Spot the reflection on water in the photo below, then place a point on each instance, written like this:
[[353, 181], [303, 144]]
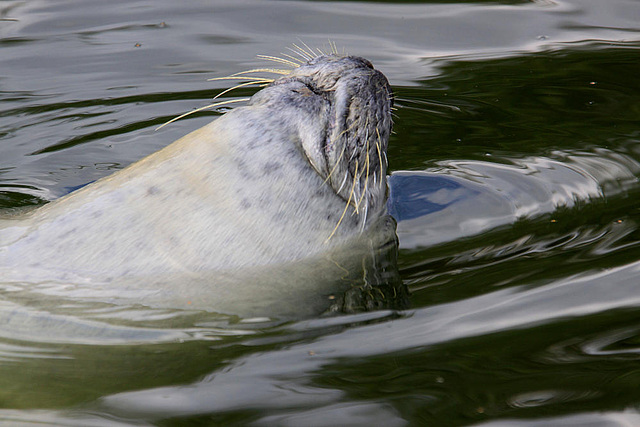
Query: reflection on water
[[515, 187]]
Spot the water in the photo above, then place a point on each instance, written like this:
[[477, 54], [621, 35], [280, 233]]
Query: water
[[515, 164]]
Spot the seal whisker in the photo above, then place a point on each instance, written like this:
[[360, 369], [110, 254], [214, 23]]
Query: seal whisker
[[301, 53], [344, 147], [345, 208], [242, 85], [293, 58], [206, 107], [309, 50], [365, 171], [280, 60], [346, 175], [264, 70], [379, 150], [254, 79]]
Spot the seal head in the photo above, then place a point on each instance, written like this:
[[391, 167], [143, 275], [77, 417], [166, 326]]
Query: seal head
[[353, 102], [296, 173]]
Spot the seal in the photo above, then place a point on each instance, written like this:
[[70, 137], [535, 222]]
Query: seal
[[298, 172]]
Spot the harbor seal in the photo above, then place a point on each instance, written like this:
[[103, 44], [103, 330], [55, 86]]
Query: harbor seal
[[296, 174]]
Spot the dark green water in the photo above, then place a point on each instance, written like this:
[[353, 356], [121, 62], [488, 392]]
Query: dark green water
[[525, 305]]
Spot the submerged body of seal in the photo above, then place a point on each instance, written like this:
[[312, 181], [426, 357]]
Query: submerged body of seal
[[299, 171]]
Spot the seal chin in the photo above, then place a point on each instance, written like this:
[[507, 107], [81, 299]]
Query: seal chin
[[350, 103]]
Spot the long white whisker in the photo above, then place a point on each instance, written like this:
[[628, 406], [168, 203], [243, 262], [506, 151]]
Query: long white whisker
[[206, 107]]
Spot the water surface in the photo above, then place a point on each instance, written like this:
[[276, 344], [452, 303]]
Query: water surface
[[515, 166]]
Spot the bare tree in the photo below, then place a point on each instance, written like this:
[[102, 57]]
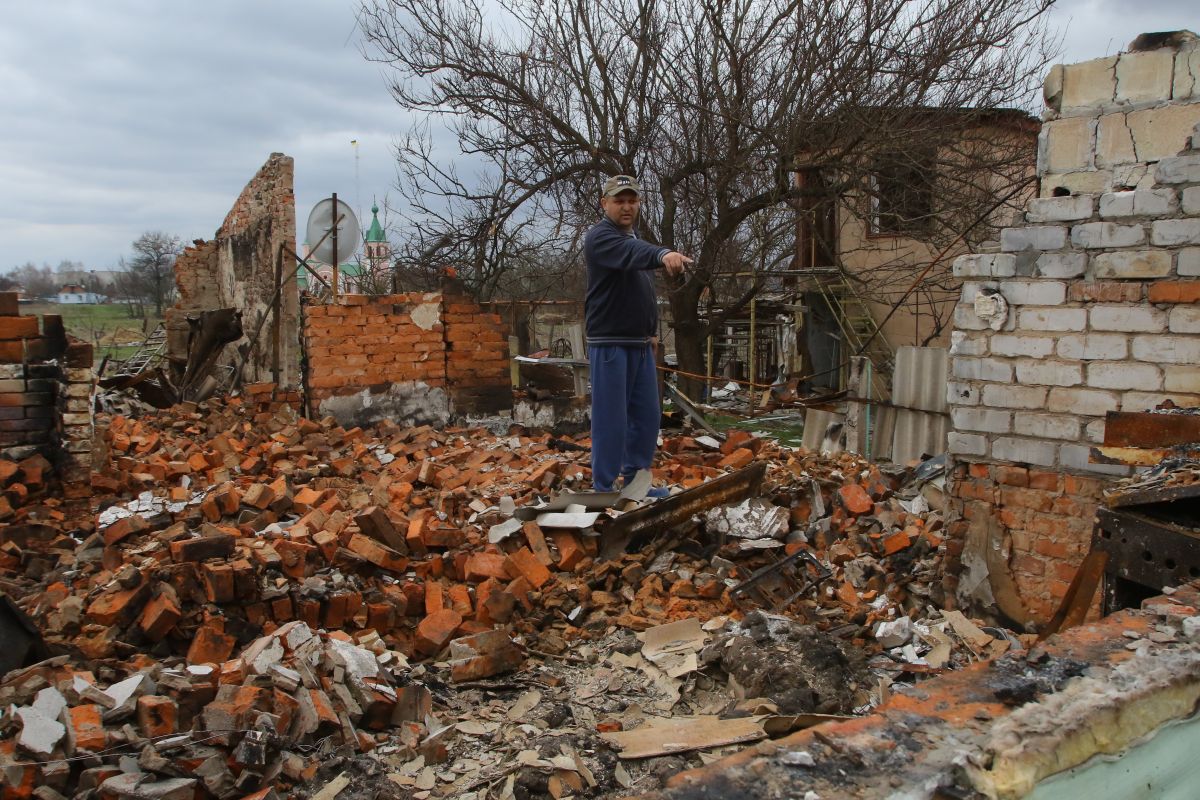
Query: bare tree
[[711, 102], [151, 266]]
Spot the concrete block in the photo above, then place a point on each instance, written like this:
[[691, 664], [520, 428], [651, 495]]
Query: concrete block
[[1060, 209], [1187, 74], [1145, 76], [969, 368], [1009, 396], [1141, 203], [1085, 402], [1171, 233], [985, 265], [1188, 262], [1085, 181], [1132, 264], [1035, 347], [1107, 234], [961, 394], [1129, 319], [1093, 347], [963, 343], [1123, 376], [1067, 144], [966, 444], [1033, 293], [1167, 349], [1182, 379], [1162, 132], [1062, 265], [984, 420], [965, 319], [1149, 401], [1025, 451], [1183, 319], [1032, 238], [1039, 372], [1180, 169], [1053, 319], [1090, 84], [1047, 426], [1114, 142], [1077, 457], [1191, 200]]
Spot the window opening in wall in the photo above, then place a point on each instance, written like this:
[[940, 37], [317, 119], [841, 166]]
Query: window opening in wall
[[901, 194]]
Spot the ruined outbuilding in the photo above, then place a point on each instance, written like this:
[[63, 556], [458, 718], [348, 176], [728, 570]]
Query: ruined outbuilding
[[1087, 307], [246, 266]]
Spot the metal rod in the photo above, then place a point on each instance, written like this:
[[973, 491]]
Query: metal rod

· · · · ·

### What you are asked to do
Could you update the listing from the line containing "Spot the ruined" through the end of the listing, replacing "metal rod" with "steel rod" and leaving everything else unchanged?

### Solution for this problem
Spot the ruined outbuilding in the photo above, then place a point on each instance, written like this:
[[63, 556], [458, 718], [348, 176], [728, 570]]
Query: ruined outbuilding
[[1087, 307], [246, 266]]
Spot the steel rod in the photo above, then place a point on each instance, written like this:
[[973, 491]]
Query: steel rod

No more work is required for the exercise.